Your objective: Take the data below and extract the lines from the one with "An <instance> block" to the one with "positive clicks: (133, 258)", inclusive, exactly as written.

The data:
Segment Open

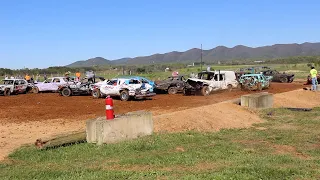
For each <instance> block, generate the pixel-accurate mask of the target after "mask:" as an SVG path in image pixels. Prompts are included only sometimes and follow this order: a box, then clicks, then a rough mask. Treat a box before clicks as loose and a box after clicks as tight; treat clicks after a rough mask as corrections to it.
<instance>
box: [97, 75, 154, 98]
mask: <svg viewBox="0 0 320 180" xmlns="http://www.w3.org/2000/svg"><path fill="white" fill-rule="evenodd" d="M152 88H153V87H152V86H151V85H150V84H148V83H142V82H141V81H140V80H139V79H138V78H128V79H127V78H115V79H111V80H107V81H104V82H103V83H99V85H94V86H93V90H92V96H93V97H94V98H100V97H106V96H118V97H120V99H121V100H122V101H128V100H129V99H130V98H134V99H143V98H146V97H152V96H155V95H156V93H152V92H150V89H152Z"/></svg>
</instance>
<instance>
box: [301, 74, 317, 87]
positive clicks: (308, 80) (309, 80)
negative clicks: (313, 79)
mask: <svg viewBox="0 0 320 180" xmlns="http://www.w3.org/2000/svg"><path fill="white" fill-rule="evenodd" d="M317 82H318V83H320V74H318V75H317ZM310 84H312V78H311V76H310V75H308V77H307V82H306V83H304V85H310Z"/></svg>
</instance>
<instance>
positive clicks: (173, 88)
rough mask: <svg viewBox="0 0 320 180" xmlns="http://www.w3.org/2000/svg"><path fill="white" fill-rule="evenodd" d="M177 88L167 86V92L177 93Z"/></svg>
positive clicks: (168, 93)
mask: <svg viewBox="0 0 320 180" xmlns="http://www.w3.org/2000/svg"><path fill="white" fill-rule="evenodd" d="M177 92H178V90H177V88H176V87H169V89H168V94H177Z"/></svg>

Segment Closed
Segment Open

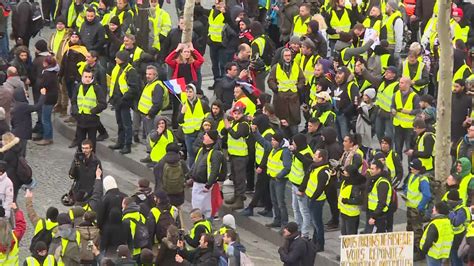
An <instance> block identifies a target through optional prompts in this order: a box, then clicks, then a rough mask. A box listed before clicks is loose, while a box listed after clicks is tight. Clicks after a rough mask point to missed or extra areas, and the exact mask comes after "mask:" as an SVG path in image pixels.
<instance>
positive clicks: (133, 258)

Segment Closed

Answer box:
An <instance> block identifies a target through optional prompts in this order: a box, then clicks, then a rough mask. A box listed before clicks is loose, while a box listed after clicks is tight. Clicks after a rough mask point to missed or extra areas, and the exact mask comes after "mask:" as an SVG path in image pixels.
<instance>
positive clicks: (133, 258)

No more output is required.